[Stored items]
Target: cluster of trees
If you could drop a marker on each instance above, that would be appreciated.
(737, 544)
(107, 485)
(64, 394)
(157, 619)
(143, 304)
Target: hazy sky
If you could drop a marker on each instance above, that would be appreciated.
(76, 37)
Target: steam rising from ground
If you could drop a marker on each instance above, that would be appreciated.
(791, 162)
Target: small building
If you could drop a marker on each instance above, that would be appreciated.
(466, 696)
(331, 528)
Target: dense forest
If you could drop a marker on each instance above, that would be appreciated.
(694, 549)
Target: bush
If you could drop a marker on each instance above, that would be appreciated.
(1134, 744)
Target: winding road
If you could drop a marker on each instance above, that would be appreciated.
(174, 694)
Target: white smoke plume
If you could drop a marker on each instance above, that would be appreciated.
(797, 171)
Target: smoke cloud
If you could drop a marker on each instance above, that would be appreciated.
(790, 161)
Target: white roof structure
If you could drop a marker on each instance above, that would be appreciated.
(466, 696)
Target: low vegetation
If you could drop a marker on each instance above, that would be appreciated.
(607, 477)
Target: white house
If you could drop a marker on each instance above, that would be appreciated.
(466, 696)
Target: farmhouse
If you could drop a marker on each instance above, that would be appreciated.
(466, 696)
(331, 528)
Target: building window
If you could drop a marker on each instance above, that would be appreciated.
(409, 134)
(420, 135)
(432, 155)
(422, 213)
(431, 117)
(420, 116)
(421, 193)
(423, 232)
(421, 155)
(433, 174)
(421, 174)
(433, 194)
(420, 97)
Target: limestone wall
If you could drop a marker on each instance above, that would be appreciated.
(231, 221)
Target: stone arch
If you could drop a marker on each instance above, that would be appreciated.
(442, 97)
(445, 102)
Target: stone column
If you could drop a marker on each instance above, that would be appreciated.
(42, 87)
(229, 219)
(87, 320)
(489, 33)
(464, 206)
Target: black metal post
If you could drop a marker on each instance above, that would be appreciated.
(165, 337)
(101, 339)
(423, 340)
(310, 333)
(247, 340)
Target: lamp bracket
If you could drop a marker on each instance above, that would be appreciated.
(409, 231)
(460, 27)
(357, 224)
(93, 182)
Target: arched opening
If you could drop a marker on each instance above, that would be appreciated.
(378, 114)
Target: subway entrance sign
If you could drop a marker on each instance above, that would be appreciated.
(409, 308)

PROBLEM REQUIREMENTS: Every record above needs to be copied exactly.

EXERCISE RESULT:
Target: cluster of trees
If you could drop a marker on each instance above, that would be appreciated.
(737, 544)
(107, 485)
(64, 394)
(157, 619)
(143, 304)
Target: hazy sky
If you could drop a marker on each instance above, that would be appreciated.
(76, 37)
Target: steam rising from ground
If you could drop a marker on each instance above, that would be appreciated.
(791, 162)
Target: small building
If you could drop a marker on each instance above, that would be appreciated.
(466, 696)
(331, 528)
Target: dense forest
If you could drop a marker on each instance above, that would be appreciated.
(694, 549)
Target: bush
If you could drop a marker on each instance above, that would be appreciated.
(1134, 744)
Target: winding road
If you could drop a marker on each instance above, that would be appreciated.
(174, 694)
Target: white smoke plume
If you could drop a marker on each instance above, that would be appreciated.
(797, 171)
Target: smoke cloud
If you could drop a marker on each instance above, that would be appreciated.
(790, 161)
Target: white roof structure
If you could drop a marker on each instance above, that would be appreciated.
(466, 696)
Target: low vegetation
If you could drop a marker on each instance above, that would be appreciated.
(607, 477)
Target: white house
If you could drop a marker on each instance above, that would be appreciated.
(466, 696)
Target: farmhouse
If you could drop a marker on each instance above, that would be appreciated.
(466, 696)
(331, 528)
Target: building window
If you could drop a marker on each instance above, that would be appreciated.
(409, 134)
(420, 135)
(432, 155)
(422, 213)
(431, 117)
(420, 116)
(421, 193)
(423, 232)
(421, 155)
(433, 174)
(421, 174)
(433, 194)
(420, 97)
Target: limestone wall
If you could drop a marker on each instance above, that would be appreciated.
(231, 221)
Target: stone arch
If you could drop a marker on each instance above, that would be appreciated.
(442, 97)
(445, 102)
Target: stone column
If you could drop a marker on each instance above, that would be appreciated.
(42, 87)
(229, 219)
(87, 320)
(489, 33)
(464, 206)
Target: black metal post
If you could drop a marker on each instance above, that would be appreciated.
(165, 337)
(101, 339)
(423, 340)
(310, 333)
(247, 340)
Target: lamp bracket
If you could drop a marker on each instance above, that would be appreciated.
(409, 231)
(460, 27)
(357, 224)
(93, 182)
Target: arched opening
If you could drop a marker on each instance above, that would be appreciated.
(378, 114)
Target: subway entrance sign
If you could drop a marker on each instance above, that would be appreciated.
(409, 308)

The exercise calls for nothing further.